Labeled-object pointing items
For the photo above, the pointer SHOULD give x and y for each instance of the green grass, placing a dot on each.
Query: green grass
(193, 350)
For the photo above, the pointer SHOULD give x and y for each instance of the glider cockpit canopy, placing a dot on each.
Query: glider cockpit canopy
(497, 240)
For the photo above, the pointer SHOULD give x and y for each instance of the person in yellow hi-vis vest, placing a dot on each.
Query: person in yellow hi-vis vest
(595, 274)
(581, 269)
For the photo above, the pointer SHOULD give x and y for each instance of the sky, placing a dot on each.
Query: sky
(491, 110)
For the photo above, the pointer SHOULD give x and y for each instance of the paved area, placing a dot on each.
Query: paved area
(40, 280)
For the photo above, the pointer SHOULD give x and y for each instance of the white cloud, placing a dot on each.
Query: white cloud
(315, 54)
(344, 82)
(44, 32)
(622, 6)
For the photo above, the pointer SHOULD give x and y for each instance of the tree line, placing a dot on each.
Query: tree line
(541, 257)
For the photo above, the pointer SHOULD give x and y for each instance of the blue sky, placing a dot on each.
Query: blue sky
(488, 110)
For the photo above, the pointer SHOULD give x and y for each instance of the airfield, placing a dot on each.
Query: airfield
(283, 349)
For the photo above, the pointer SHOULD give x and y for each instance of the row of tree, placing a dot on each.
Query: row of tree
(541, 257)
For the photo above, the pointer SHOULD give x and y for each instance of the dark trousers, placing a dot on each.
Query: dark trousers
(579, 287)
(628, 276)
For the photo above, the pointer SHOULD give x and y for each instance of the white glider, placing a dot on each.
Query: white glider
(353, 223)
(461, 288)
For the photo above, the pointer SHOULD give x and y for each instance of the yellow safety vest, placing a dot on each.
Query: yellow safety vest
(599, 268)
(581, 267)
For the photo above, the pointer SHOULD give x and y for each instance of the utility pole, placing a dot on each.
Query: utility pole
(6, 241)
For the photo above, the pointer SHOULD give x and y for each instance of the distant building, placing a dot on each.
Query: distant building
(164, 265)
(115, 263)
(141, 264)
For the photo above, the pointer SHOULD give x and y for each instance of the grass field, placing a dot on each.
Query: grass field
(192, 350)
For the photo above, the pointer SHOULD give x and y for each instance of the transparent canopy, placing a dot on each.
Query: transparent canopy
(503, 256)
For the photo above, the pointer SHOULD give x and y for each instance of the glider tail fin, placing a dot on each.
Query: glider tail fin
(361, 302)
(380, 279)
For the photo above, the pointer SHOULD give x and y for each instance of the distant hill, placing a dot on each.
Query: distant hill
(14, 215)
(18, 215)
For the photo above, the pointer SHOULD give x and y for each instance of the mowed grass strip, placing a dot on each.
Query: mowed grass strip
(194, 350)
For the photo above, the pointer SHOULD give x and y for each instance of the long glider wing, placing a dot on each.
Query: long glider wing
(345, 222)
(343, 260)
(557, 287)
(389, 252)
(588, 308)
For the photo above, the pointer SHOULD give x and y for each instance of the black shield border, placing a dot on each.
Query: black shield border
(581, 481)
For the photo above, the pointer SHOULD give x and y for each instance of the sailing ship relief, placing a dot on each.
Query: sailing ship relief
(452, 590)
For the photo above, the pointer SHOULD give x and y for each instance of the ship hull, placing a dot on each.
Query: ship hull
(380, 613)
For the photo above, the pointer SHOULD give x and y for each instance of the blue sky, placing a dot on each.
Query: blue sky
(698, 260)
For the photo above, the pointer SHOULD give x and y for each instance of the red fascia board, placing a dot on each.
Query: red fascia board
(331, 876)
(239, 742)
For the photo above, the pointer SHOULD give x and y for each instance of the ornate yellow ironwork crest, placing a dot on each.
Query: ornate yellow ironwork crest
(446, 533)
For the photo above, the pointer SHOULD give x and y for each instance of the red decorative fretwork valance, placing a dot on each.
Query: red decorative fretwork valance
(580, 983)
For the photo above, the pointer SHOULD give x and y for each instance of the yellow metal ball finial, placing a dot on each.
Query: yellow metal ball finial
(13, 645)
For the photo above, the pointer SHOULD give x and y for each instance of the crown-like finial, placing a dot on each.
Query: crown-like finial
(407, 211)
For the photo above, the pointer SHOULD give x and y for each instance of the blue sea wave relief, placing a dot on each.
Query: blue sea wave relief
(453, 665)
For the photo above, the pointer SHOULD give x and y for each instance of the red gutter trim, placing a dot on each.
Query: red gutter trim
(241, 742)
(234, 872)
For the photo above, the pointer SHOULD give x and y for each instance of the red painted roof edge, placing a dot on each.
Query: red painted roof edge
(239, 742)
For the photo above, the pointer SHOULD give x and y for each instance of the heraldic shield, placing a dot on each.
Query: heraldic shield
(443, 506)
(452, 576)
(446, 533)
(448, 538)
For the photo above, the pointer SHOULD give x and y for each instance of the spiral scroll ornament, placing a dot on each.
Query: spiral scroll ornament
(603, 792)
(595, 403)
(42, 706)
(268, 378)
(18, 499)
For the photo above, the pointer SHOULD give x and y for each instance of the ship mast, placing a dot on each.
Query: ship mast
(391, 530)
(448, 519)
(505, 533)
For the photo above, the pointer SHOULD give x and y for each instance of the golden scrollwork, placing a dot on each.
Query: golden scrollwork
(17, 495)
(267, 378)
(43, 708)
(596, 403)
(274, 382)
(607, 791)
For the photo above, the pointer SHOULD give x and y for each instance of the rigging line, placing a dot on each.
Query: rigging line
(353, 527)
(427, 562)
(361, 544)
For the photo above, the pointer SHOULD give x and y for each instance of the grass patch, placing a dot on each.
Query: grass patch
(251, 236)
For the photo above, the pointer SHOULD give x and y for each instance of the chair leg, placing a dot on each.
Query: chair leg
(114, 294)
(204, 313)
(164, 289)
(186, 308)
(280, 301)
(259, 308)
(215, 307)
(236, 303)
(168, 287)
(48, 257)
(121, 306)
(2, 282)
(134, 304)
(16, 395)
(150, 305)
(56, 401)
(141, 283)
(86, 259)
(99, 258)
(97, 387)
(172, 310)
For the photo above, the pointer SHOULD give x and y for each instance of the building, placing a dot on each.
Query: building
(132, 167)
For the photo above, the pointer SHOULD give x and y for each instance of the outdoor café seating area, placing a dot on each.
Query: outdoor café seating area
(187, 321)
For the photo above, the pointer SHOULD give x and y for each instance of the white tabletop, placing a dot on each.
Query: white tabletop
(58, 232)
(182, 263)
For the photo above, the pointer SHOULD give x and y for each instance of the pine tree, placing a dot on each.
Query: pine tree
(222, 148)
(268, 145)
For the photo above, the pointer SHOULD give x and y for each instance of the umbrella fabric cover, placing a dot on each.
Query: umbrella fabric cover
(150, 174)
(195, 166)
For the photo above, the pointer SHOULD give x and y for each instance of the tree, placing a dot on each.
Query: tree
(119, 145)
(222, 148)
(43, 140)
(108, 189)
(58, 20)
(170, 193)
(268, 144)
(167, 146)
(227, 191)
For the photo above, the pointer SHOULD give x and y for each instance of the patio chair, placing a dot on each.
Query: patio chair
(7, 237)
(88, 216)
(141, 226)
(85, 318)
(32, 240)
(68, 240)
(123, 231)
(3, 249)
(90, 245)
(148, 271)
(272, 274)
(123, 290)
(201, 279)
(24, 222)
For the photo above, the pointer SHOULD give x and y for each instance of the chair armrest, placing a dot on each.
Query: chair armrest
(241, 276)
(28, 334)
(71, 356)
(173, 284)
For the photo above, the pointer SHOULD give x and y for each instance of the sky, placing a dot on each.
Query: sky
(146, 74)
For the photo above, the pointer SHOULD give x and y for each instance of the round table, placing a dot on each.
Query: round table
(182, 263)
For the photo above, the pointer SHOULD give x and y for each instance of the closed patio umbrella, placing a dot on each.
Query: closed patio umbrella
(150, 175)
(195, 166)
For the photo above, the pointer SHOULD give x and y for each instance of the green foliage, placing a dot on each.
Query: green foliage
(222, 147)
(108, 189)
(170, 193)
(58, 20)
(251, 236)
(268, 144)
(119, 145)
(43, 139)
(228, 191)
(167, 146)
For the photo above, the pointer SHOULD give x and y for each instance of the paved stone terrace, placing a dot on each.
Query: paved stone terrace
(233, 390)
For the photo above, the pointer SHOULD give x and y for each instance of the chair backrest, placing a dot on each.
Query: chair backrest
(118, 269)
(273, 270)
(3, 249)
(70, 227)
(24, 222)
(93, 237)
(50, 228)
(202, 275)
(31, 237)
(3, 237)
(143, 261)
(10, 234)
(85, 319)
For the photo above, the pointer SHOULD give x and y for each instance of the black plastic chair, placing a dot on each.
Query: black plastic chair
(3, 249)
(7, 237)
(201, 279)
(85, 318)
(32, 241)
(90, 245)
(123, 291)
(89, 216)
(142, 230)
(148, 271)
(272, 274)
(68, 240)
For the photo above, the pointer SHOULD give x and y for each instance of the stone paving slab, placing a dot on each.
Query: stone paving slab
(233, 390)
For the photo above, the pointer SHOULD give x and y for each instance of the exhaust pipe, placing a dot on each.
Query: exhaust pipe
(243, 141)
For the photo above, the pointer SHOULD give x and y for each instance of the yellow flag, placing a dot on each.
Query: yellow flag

**GIVEN REQUEST**
Can you copy, word for word, the stretch from the line containing "umbrella, placing a dot on each." through the end of the items above?

**SOLUTION TO THE PROBLEM**
For the photo above, the pointer SHOULD give x and y for each instance of the closed patio umbrella, placing a dot on each.
Query: closed patio umbrella
(150, 175)
(195, 166)
For the photo above, the pointer SHOULD give x and y for each instance of the green foliage, placing a dot on each.
Query: green foliage
(222, 147)
(108, 189)
(170, 193)
(58, 20)
(251, 236)
(268, 144)
(119, 145)
(43, 139)
(228, 191)
(167, 146)
For the photo above, the pointer SHOULD give x and y for each instance of the paved stone terrace, placing a dot on each.
Query: paved stone terrace
(233, 390)
For the photo above, the pointer SHOULD give x and y for each instance of the chair backrest, placing a dot on each.
Query: chair backrest
(118, 269)
(273, 270)
(3, 249)
(70, 227)
(24, 222)
(93, 237)
(50, 228)
(202, 275)
(31, 237)
(3, 237)
(143, 261)
(10, 234)
(85, 319)
For the photo above, the pointer SHOULD give x and y for each instance of the black plastic chair, placing a dot on each.
Query: black plastic chair
(3, 249)
(7, 237)
(201, 279)
(85, 318)
(32, 241)
(90, 245)
(123, 291)
(89, 216)
(142, 230)
(148, 271)
(272, 274)
(68, 240)
For the photo above, the pointer SHOULD give x and y for each instance of the stone paving slab, placing a dot on each.
Query: stone paving slab
(233, 390)
For the photo above, the pointer SHOULD give x and y for each instance of the exhaust pipe, placing a dot on each.
Query: exhaust pipe
(243, 141)
For the photo above, the pointer SHOULD give x and y for each instance of the yellow flag, placing a dot on each.
Query: yellow flag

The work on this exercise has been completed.